EXTRAIT RETENU:
Publié le 18 septembre 2008 par Hmoreigne

mvnbmmmk.1221731164.jpgEn attendant de compter ses partisans samedi à Lille dans un grand meeting, Martine Aubry se livre à un art qu’elle maîtrise bien, les petites phrases vachardes. Dernière victime en date, Ségolène Royal, a qui elle voue une inimitié tenace, qui a proposé lundi soir sur TF1 «que chacun mette au Frigidaire les questions de candidature soit au poste de premier secrétaire, soit, pire, à l’élection présidentielle parce qu’il y a encore quelques années à attendre». Entre les deux femmes ça n’a jamais été l’amour fou. A défaut d’être fraîches, les relations sont glaciales.

En mai de cette année, Raphaëlle Bacqué, consacrait dans les colonnes du quotidien Le Monde  un article  au titre évocateur : « Martine Aubry l’anti- Ségolène ». La journaliste décrit entre autres les parcours croisés de deux femmes politiques dont l’une au firmament, ministre emblématique de la gauche va vivre une lente descente jusqu’à ce que Pierre Mauroy lui offre son trône à Lille et, à l’inverse l’ascension surprise de Ségolène Royal. Selon Jean-Christophe Cambadélis, « Martine a le sentiment que sa place a été usurpée par Royal ». Il en naîtra une véritable détestation de la première à l’égard de la seconde.

Martine Aubry a l’ironie facile, un peu trop. Cette aptitude au persiflage avait suscité une colère homérique de Pierre Mauroy, lors d’un bureau national, le 21 mars 2006 - « Elle a dit trop de mal, de trop de monde ! ». Cette tendance naturelle semble toutefois irrépressible.

Lors d’une séance de dédicaces de son livre, «Et si on se retrouvait…», à Strasbourg la Maire de Lille a le coup de patte facile : «à un moment où il faut au contraire donner de la chaleur à notre peuple et aux militants, je ne suis pas sûre que le Frigidaire soit la meilleure solution», Ségolène Royal «n’est plus candidate tout en étant candidate. On ne comprend plus rien, ou on le comprend trop bien», a-t-elle lâché avec délectation.

Dans un PS en déserrance, c’est un peu l’hôpital de Lille qui se moque de la Charité de Poitiers. Ségolène Royal n’a certes pas l’éloquence de Martine Aubry, son intervention sur le plateau de TF1 est apparue maladroite. Le problème de l’ex-candidate socialiste aux présidentielles c’est qu’en terme de prestations oratoires, elle ne semble pas se bonifier. Au contraire. Ce qui lui était pardonné il y a un an sous prétexte de fraîcheur dans le paysage politique apparaît désormais comme un sérieux handicap. Il convient pour autant de distinguer la forme du fond.

DONNÉES FOURNIES:
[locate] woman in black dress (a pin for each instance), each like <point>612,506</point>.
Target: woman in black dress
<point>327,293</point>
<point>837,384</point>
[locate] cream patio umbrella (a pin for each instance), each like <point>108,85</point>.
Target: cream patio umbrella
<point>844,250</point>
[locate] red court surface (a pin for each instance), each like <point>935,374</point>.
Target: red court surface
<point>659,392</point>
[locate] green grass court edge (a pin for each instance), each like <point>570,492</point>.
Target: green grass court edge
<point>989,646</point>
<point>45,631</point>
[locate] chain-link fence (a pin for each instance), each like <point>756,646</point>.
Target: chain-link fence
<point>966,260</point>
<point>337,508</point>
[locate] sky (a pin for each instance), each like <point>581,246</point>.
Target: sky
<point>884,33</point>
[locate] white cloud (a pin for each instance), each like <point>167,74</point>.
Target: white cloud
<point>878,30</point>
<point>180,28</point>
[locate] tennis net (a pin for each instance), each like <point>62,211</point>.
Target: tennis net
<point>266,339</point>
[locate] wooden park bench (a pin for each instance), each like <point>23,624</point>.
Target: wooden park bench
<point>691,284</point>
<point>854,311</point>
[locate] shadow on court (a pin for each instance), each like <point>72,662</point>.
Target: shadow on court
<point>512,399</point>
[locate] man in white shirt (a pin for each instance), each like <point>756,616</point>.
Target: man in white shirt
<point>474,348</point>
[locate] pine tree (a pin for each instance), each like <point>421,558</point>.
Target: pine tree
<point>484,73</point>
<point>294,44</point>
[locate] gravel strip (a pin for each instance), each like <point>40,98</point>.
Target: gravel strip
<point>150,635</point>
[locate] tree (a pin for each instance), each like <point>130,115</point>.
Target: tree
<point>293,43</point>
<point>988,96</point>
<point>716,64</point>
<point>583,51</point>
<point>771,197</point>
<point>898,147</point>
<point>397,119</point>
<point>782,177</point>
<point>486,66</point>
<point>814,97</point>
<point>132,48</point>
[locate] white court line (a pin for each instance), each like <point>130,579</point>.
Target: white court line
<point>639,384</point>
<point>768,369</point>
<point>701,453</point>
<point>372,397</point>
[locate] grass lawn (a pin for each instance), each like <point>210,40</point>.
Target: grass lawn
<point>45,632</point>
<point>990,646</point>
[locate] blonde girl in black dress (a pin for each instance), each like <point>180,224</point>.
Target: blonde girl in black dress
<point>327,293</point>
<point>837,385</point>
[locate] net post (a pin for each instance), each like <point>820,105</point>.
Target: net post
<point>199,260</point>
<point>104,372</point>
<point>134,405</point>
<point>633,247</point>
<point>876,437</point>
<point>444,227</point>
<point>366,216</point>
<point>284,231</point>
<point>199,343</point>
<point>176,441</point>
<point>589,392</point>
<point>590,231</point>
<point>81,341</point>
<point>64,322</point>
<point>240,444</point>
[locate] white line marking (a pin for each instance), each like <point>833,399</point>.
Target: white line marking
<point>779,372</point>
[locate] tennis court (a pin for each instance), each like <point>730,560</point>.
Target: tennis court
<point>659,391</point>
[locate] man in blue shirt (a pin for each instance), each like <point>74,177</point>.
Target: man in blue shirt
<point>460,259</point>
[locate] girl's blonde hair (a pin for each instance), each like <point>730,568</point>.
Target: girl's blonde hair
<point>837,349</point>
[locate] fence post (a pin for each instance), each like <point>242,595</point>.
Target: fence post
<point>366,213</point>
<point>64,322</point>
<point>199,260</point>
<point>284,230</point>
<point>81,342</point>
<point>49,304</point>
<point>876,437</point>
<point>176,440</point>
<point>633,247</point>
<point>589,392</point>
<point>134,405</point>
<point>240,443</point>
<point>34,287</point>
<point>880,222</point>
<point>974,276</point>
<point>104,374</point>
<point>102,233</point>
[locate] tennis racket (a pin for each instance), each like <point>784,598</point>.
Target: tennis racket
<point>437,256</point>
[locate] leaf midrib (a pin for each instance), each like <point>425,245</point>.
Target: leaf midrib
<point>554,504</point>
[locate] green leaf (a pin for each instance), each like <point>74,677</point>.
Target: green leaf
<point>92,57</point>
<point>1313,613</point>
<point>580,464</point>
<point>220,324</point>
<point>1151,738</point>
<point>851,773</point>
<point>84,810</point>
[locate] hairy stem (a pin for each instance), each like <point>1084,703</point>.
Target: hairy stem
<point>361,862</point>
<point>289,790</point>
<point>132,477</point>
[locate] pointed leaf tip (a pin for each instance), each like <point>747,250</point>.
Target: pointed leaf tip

TRAVAIL ATTENDU: Poursuivez l'extrait sur la rivalité entre Martine Aubry et Ségolène Royal à partir de sa dernière phrase.

RÉPONSE PRODUITE:
Sur ce dernier aspect Ségolène Royal a tapé juste. Elle a reformulé tout haut l’exaspération des militants de base et des sympathisants face à la guerre des chefs. En ce faisant elle a relativisé et déplacé le débat sur le choix du futur premier secrétaire. Il est objectivement assuré que le successeur de François Hollande ne sera pas forcément dans une situation enviable. Absence de majorité claire dans le parti, difficulté à remettre celui-ci au travail après une décennie sabbatique et surtout, à court terme deux échéances électorales très difficiles. Les européennes, avec une forte concurrence sur la gauche du NPA d’Olivier Besancenot et de des Verts de Daniel Cohn-Bendit et, sur la droite, de François Bayrou mais aussi, les régionales qui ne peuvent mathématiquement que se traduire par un recul.

Dans ce contexte, le futur premier secrétaire risque de se trouver essoré, élimé lors du choix du candidat socialiste de 2012. Et puis, à la différence de ses autres concurrents Ségolène Royal bénéficie avec Désirs d’Avenir d’une structure personnelle bien huilée, particulièrement efficace. Elle se trouve donc tout à la fois dans le parti socialiste et en dehors ce qui lui permettra d’afficher une solidarité à la carte avec les décisions de la rue de Solférino.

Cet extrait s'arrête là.